* BEGIN Page extract *
That set off a deeper investigation that, officials say, found the couple beat the boy and their four other adopted children with extension cords and a wooden plunger handle, and sometimes locked them in an unfurnished room where they were made to sleep on the floor as punishment.
According to court records, Mechelle Saffold told investigators "he is not worried if they take his kids away," because "he still had his house and life."
In a Howard County case, Teresa "Terry" and Jay Moody, Greentown, face two felony neglect charges. They are accused of locking two adopted special-needs children in a stall of a horse barn that had been converted into a cage, sometimes wearing nothing more than pajama bottoms as they huddled on a mat in a straw-filled corner.
The Moodys' children also were locked in a bathroom, made to do calisthenics for hours and had food withheld, sometimes for days, according to court documents.
Adopted by the couple after being removed from his birth parents because of severe physical and sexual abuse and neglect, the Moodys' son was resigned to his treatment. He told investigators that his confinement in the horse stall was necessary so "mommy will feel better when she becomes upset and needs to calm down."
In an interview with investigators, Terry Moody described her adopted 13-year-old son as "just an entity."
Adoption records are confidential, and Tielking said she could not speak about specifics of individual cases.
But she did say it can be difficult to monitor what goes on within a family after an adoption is final. "We would treat that family just like any other family. The only reason we would investigate or follow up would be if there was a report of abuse or neglect."
She said DCS has strengthened its safeguards over the past two years, adding a criminal history check using fingerprints and ensuring follow-up visits for up to a year before an adoption is final.
Child protection workers have placed the Saffold and Moody children with foster families, and they could be made available for adoption by other families.
Screening, scrutiny
Although no organization or agency tracks the size of adoptive families, experts agree the number being placed in large families -- some with a dozen or more children -- is likely increasing because of the pressure to move children out of the system and a shortage of adoptive parents willing to take on troubled kids.
* END Page extract *
== Work to complete ==
• A. Reproduce word for word the part of the article on abuse in adoptive families starting at "The Moodys' children" and ending at "to court documents.".
• B. Write the next part of the article on abuse in adoptive families, picking up after its final sentence.
* BEGIN Data *
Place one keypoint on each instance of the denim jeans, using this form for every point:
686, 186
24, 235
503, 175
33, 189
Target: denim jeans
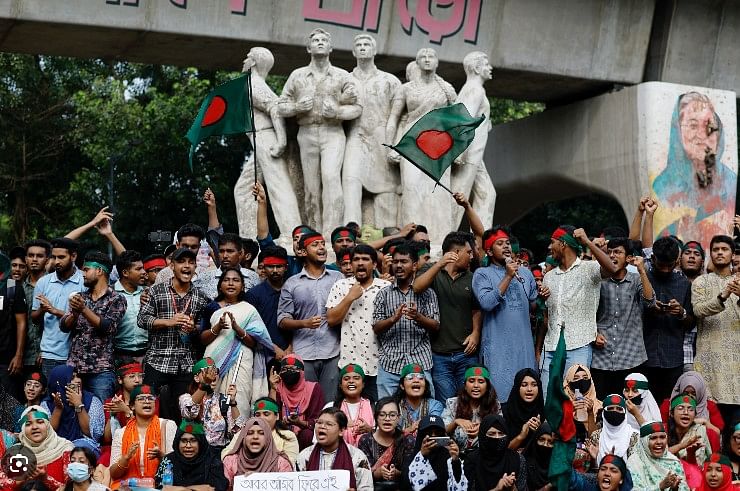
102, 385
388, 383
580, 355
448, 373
* END Data *
* BEGIN Data *
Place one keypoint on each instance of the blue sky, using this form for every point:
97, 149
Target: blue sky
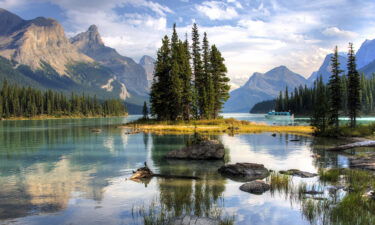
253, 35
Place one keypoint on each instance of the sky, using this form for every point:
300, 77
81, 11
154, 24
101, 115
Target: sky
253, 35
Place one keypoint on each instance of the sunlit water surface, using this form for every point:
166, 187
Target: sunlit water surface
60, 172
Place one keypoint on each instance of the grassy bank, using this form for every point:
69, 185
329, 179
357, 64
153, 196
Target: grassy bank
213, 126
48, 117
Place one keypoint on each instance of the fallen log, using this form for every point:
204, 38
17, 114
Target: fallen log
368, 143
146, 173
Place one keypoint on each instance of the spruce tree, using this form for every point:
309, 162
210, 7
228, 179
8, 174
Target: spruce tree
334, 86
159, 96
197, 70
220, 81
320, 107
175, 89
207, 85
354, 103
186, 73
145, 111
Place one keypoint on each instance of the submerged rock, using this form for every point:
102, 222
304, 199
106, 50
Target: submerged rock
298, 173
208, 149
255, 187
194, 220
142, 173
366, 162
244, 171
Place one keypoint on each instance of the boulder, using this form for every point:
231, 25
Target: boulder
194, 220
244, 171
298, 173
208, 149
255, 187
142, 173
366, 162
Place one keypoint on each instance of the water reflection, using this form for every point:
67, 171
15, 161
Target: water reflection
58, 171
* END Data *
== Answers to the tasks ==
• A.
The Moodys' children also were locked in a bathroom, made to do calisthenics for hours and had food withheld, sometimes for days, according to court documents.

• B.
Indiana officials have more than doubled the number of adoptions from the child welfare system over the past 10 years, from 464 in 1996 to 979 in 2005, after peaking at 1,178 in 2001.
On any given day, Tielking said, about 800 boys and girls are in the system awaiting adoption. Potential families have been identified for about 550 of those children, but the state is still searching for homes for about 250 special-needs children.
"Some families really thrive with a lot of kids," said Ada White, director of adoption services for the Child Welfare League of America.
White said the league does not have recommended limits for the number of foster or adoptive children in a family.
"It is really hard for us to say large families are not right," she said.
A national child advocate said states need to do a better job of screening families before placing children with them. But he said he fears the federal bonuses that states get for finalizing adoptions may lead some to put children in less than ideal settings.
Indiana received nearly $900,000 in adoption bonuses in 2005.
"There's a perverse incentive system in place that discourages scrutiny," said Richard Wexler, executive director of the Alexandria, Va.-based National Coalition for Child Protection Reform.
"There is enormous incentive to rush into quick and dirty and slipshod placements. They are just setting everybody up for failure."
Wexler said evaluations before adoptions are critical, because after adoptions are finalized, the families should not face any more scrutiny than any other family -- even if they are receiving assistance payments.
"The whole point of adoption is to give kids permanence, and you can't have that with a caseworker constantly checking up on them."
Aid, not wealth
Indiana child welfare officials often point to Bledsoe as an example of an adoptive parent who does an outstanding job with her large brood of special-needs children, thanks to a deep personal commitment and some financial help.
Bledsoe received almost $488,000 over the past five years, or an average of more than $97,000 a year in adoption assistance, foster payments and other child welfare assistance. The money, Bledsoe said, is a big help, but it doesn't come close to covering the expenses of her large, blended family.
No one who provides proper care for the children is getting rich, said Jeanette Wiedemeier Bower, program manager for the North American Council on Adoptable Children.
"If they are doing it for money, that is a pretty dumb reason, because the average subsidy is about $444 a month, and it costs $700 to $1,000 a month to raise a child," she said.
But, she said, "There's always going to be that 1 percent or whatever that is going to abuse the system. You are going to find a small percentage of unethical, immoral people in every field."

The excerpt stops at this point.